Text under study -
┏━━

New six-screen visual installation draws on some of the oldest footage of Japan
Conceived by The Light Surgeons, Tokinokawa – which is free to experience at BFI Southbank until January – is inspired by the BFI National Archive’s treasure trove of moving images from early 20th century Japan.
Free to access at BFI Southbank until the end of January, Tokinokawa is a new six-screen installation conceived by UK media artists The Light Surgeons. It draws upon and recontextualises the BFI’s Japan on Film collection, which includes some of the earliest surviving moving images of Japan, preserved by the BFI National Archive and dating back to 1901.
The installation at BFI Southbank mixes our newly restored films with contemporary recordings gathered in Japan in 2020 by London-based filmmaker Christopher Thomas Allen, along with newly composed music by Japanese percussionist and composer Midori Takada and immersive sound design by audiovisual artist Tim Cowie. The soundtrack has been spatialised across a speaker array supplied by Yamaha, with an infographic visual created using machine learning software tools to ‘read’ the archive films.

┗━━

Exercise data -
┏━━

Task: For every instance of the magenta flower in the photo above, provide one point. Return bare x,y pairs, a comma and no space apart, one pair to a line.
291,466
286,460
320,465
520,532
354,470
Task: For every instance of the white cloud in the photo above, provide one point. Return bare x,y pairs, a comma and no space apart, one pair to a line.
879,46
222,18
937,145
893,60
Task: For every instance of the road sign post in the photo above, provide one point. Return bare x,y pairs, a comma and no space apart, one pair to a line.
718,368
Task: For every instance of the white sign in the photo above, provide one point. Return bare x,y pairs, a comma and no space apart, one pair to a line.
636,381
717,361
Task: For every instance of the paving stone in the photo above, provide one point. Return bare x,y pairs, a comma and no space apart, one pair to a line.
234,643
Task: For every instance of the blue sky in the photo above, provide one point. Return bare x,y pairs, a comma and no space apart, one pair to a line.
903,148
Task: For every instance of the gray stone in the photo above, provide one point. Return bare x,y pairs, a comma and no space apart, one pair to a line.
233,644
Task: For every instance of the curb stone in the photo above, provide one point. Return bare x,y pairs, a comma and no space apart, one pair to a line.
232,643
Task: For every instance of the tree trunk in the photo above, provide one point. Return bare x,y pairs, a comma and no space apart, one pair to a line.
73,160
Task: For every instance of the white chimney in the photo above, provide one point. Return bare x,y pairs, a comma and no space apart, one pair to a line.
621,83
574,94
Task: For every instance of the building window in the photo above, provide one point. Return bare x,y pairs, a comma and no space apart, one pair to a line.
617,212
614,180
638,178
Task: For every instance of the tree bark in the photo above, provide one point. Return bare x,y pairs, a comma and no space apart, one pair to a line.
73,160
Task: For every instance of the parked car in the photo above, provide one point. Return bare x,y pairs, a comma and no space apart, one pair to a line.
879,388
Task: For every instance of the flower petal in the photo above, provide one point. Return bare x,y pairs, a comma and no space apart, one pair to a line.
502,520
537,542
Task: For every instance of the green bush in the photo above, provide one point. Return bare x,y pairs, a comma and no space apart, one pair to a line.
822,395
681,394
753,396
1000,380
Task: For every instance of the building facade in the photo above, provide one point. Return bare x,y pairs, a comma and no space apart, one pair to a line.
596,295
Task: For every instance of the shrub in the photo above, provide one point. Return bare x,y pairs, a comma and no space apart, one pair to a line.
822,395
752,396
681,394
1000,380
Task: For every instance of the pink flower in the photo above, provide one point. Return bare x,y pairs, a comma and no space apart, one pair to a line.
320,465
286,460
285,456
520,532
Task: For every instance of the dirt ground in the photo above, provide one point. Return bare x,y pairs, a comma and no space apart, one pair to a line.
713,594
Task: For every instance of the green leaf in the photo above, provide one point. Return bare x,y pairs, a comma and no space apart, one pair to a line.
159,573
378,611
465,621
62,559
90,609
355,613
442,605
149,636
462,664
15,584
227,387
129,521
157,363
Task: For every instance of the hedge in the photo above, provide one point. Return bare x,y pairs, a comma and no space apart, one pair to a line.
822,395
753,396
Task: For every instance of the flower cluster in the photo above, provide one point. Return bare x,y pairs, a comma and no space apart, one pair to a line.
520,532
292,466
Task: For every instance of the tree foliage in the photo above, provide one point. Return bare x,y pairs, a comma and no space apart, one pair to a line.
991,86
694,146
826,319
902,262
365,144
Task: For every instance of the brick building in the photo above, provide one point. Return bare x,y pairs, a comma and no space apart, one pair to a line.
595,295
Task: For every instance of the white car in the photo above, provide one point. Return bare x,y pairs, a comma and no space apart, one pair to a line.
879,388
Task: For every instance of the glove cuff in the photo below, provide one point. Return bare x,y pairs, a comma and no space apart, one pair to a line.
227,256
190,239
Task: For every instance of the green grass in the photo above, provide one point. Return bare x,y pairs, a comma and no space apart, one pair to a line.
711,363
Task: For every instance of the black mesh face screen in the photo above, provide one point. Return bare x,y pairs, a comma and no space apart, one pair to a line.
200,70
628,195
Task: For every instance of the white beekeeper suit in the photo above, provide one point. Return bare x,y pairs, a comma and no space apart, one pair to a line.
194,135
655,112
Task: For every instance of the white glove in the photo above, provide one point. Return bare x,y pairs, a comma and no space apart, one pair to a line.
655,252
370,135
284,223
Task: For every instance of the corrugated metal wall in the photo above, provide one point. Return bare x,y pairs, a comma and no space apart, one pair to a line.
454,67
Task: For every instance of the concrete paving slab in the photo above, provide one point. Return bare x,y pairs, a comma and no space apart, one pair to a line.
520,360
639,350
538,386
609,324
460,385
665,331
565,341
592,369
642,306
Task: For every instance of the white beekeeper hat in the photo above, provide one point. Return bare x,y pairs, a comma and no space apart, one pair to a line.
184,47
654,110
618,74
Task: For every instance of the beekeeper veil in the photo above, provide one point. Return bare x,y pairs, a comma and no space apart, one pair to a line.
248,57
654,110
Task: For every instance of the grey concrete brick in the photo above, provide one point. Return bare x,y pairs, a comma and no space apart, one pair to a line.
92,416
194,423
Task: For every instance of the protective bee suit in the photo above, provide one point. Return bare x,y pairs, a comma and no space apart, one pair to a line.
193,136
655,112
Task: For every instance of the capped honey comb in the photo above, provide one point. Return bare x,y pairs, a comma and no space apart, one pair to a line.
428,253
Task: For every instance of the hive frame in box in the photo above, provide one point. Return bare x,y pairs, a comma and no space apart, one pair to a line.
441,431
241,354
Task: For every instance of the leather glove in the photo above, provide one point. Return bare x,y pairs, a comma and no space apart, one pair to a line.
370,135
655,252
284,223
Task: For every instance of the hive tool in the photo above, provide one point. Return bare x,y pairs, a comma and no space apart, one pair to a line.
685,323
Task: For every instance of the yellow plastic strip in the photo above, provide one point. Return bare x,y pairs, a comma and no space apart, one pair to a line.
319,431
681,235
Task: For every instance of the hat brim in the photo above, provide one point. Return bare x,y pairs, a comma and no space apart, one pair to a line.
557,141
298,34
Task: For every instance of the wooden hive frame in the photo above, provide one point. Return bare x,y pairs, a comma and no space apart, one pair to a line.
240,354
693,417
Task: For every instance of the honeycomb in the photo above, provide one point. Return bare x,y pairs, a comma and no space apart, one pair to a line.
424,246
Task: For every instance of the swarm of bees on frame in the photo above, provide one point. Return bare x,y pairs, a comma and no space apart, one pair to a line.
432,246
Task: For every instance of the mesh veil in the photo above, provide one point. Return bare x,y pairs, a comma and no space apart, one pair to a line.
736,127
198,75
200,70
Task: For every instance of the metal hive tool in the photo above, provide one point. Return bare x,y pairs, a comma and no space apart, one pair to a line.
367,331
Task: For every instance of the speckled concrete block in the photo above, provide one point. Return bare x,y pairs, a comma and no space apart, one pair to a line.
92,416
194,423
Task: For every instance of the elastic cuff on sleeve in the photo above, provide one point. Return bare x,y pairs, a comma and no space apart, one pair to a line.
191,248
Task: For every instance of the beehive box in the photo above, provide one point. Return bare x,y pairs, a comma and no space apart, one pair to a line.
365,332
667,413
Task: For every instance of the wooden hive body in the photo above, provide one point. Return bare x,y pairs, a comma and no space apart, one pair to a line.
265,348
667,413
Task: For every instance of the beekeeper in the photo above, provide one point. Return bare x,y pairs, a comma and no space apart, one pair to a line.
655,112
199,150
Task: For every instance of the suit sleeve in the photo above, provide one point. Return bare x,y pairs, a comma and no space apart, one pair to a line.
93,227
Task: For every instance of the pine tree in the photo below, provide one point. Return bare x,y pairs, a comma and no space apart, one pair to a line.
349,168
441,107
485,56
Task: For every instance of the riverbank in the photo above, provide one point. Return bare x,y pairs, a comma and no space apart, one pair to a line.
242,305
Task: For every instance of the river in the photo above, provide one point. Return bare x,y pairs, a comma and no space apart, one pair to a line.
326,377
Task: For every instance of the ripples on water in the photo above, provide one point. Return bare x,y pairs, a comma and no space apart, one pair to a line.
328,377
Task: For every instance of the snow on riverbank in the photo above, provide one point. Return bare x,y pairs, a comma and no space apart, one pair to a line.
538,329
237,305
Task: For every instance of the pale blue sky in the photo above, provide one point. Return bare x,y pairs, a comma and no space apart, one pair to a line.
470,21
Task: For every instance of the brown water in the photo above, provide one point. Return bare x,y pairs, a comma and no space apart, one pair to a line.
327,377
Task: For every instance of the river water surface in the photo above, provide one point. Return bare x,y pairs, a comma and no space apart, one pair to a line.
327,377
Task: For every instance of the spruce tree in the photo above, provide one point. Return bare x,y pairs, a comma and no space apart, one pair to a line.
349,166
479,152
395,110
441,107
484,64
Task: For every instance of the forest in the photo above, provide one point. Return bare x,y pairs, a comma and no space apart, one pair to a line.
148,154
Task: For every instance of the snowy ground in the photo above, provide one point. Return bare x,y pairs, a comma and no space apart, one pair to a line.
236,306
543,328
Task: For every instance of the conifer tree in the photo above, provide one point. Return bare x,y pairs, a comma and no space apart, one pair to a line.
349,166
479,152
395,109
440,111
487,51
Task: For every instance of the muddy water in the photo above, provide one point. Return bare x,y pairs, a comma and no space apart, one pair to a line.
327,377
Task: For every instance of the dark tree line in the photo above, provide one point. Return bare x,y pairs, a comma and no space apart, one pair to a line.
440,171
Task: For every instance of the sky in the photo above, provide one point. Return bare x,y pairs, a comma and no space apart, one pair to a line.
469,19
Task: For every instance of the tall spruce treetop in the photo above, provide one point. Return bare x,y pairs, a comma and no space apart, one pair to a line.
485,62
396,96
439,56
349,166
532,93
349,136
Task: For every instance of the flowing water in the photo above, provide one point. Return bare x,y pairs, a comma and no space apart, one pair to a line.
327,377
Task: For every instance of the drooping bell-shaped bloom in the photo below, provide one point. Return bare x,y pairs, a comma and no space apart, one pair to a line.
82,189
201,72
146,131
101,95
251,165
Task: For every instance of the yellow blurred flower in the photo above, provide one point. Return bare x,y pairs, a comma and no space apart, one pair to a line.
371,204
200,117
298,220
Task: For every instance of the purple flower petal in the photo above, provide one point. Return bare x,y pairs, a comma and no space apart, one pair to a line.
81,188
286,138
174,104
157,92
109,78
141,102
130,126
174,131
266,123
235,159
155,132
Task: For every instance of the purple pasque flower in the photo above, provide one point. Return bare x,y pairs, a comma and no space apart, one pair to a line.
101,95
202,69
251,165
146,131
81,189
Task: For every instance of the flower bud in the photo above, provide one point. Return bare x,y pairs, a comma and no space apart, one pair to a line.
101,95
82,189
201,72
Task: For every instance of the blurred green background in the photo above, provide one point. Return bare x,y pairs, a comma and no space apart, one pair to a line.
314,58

┗━━

Activity -
Rewrite the Tokinokawa article starting at "Free to access" and ending at "the archive films.", putting "present-day recordings" in place of "contemporary recordings".

Solution for this problem -
Free to access at BFI Southbank until the end of January, Tokinokawa is a new six-screen installation conceived by UK media artists The Light Surgeons. It draws upon and recontextualises the BFI’s Japan on Film collection, which includes some of the earliest surviving moving images of Japan, preserved by the BFI National Archive and dating back to 1901.
The installation at BFI Southbank mixes our newly restored films with present-day recordings gathered in Japan in 2020 by London-based filmmaker Christopher Thomas Allen, along with newly composed music by Japanese percussionist and composer Midori Takada and immersive sound design by audiovisual artist Tim Cowie. The soundtrack has been spatialised across a speaker array supplied by Yamaha, with an infographic visual created using machine learning software tools to ‘read’ the archive films.